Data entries
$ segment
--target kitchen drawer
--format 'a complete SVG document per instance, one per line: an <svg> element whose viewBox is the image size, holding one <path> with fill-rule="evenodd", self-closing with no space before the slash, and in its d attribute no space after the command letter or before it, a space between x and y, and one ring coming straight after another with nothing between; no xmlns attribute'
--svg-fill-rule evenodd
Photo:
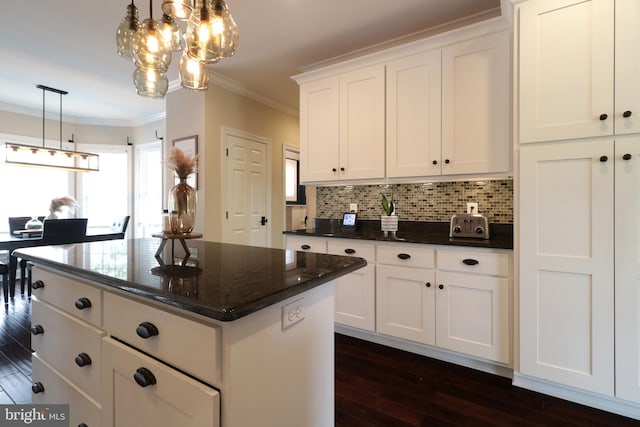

▶ OBJECTIVE: Please pull every line of text from the records above and reproduce each one exactly, leaving the pictures out.

▶ RESPONSE:
$ segment
--target kitchen drawer
--format 'a complete SVG document per instance, one per line: an <svg> element whose viewBox is the image size, holding one <path> with fill-rule="evenodd", self-closing with no space before the slash, and in its d attribute no space after the command letter or before it, a space between x and y, and one ring coming straight after another with nothing between; no xmlns attribute'
--svg-fill-rule evenodd
Photo:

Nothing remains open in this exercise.